* STATED PROBLEM: Which lines of the material contain the word "blue"? List each of them in full.
───
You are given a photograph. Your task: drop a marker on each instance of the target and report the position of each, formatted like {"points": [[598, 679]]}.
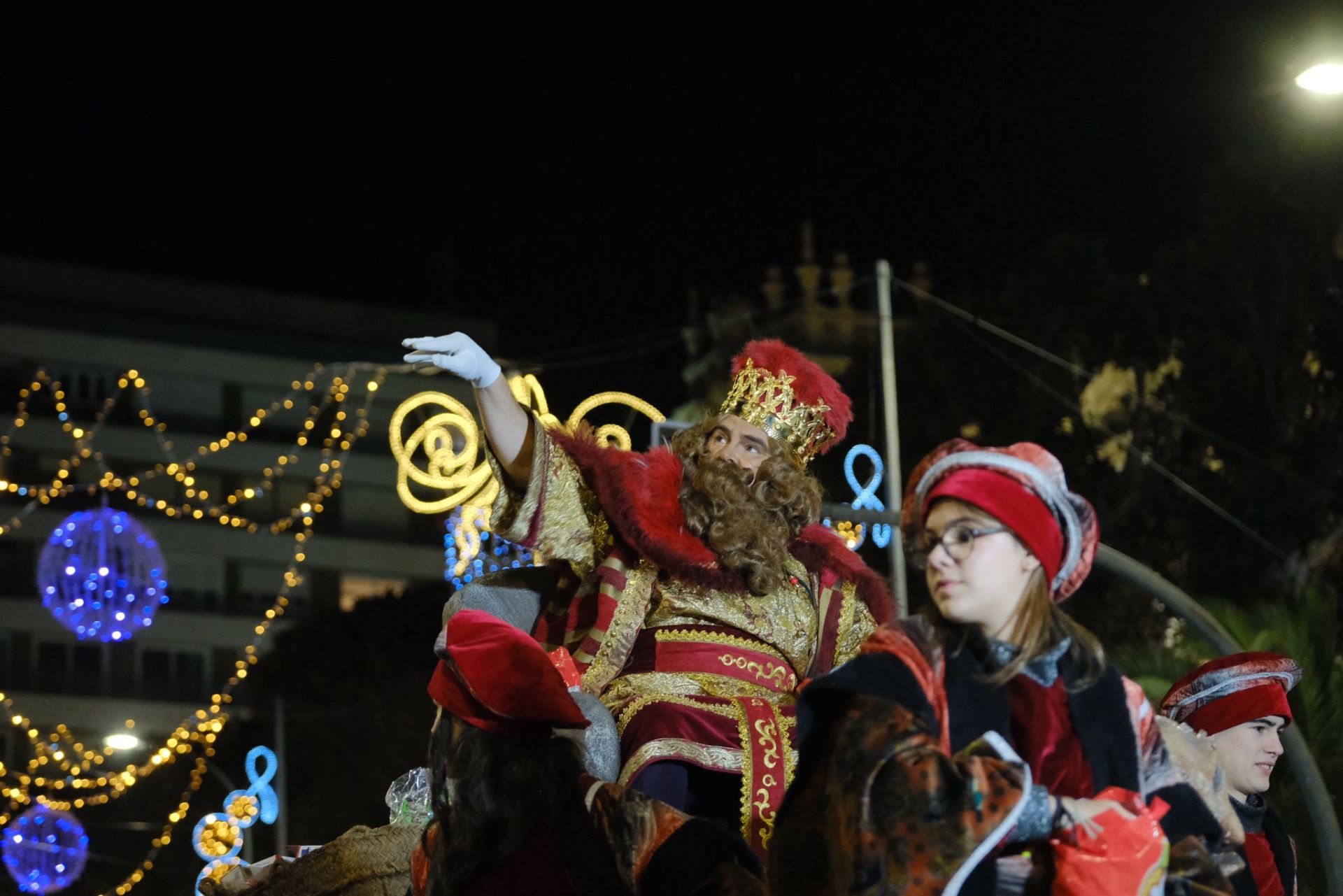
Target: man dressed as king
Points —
{"points": [[697, 589]]}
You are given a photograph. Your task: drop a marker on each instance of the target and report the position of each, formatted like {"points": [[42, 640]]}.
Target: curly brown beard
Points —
{"points": [[746, 520]]}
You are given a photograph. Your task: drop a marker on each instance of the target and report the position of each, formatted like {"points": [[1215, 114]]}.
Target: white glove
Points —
{"points": [[455, 354]]}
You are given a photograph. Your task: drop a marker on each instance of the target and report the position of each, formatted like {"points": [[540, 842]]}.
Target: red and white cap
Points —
{"points": [[1232, 691]]}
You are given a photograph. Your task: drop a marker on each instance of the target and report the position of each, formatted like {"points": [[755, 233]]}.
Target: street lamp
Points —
{"points": [[1325, 78]]}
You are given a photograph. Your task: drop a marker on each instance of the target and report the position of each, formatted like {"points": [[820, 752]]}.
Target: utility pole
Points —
{"points": [[895, 477], [283, 798]]}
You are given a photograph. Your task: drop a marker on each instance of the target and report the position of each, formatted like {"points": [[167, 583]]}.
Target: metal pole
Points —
{"points": [[1327, 833], [278, 783], [895, 478]]}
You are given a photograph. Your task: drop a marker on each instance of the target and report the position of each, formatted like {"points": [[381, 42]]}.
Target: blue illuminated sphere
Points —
{"points": [[102, 575], [45, 849]]}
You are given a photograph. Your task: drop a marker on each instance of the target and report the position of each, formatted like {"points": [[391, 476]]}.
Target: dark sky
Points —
{"points": [[554, 167]]}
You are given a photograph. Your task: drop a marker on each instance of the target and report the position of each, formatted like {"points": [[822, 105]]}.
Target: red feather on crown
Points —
{"points": [[789, 397]]}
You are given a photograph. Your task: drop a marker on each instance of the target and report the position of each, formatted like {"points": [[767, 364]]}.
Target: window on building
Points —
{"points": [[172, 674], [70, 668], [362, 588]]}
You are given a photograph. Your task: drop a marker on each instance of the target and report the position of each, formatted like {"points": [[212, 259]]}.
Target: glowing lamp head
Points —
{"points": [[1325, 78]]}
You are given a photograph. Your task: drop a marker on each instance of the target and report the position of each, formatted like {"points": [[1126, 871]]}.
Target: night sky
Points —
{"points": [[544, 169]]}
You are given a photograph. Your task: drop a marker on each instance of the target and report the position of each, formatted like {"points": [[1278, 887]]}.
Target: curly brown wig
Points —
{"points": [[746, 519]]}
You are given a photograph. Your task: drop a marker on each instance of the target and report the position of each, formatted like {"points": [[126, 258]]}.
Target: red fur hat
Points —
{"points": [[788, 395], [499, 678]]}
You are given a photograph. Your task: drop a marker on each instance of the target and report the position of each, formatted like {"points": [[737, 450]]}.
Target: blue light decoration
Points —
{"points": [[470, 551], [45, 849], [865, 499], [102, 575], [219, 836]]}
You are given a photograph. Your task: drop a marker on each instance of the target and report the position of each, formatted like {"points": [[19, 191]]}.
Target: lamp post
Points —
{"points": [[1325, 78]]}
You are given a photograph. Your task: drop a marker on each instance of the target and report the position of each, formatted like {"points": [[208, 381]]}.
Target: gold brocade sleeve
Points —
{"points": [[856, 625], [557, 515]]}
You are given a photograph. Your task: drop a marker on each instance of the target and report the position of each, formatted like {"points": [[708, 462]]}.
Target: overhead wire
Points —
{"points": [[1081, 372]]}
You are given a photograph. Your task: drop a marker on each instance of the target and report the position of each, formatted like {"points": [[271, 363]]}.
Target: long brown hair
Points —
{"points": [[504, 790], [746, 519], [1039, 626]]}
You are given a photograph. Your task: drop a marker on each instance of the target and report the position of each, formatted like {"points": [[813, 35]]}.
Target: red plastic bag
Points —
{"points": [[1122, 859]]}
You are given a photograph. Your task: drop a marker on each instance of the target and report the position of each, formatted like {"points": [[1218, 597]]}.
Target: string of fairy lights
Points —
{"points": [[64, 773]]}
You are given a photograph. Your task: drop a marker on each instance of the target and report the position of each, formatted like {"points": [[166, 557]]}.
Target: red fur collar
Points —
{"points": [[641, 496]]}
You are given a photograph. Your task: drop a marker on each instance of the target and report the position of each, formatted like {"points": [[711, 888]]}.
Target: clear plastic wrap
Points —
{"points": [[408, 799]]}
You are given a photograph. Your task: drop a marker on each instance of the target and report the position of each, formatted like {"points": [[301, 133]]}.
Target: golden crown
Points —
{"points": [[766, 399]]}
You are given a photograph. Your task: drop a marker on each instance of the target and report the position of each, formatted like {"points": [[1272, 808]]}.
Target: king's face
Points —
{"points": [[738, 442]]}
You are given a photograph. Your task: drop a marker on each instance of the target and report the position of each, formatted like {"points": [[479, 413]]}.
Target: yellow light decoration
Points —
{"points": [[611, 430], [464, 474], [455, 472], [64, 751]]}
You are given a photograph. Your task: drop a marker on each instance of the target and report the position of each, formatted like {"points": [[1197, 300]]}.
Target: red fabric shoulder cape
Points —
{"points": [[641, 496]]}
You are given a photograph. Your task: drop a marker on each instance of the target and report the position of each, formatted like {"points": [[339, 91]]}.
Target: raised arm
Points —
{"points": [[506, 423]]}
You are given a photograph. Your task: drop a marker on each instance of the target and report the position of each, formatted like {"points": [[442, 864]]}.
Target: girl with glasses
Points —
{"points": [[1002, 541]]}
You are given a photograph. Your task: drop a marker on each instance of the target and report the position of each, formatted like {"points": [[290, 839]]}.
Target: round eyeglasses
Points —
{"points": [[957, 541]]}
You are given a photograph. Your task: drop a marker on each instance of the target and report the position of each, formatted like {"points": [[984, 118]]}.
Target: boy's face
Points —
{"points": [[1248, 754]]}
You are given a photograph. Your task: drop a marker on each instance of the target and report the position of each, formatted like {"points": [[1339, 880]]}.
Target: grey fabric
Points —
{"points": [[1251, 811], [1036, 821], [1042, 669], [601, 742], [515, 595]]}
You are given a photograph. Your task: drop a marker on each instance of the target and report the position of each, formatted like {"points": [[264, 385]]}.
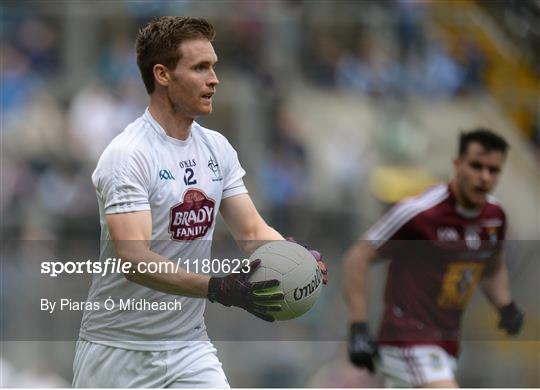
───
* THE RESULT:
Target: blue illuminated sphere
Target: blue light decoration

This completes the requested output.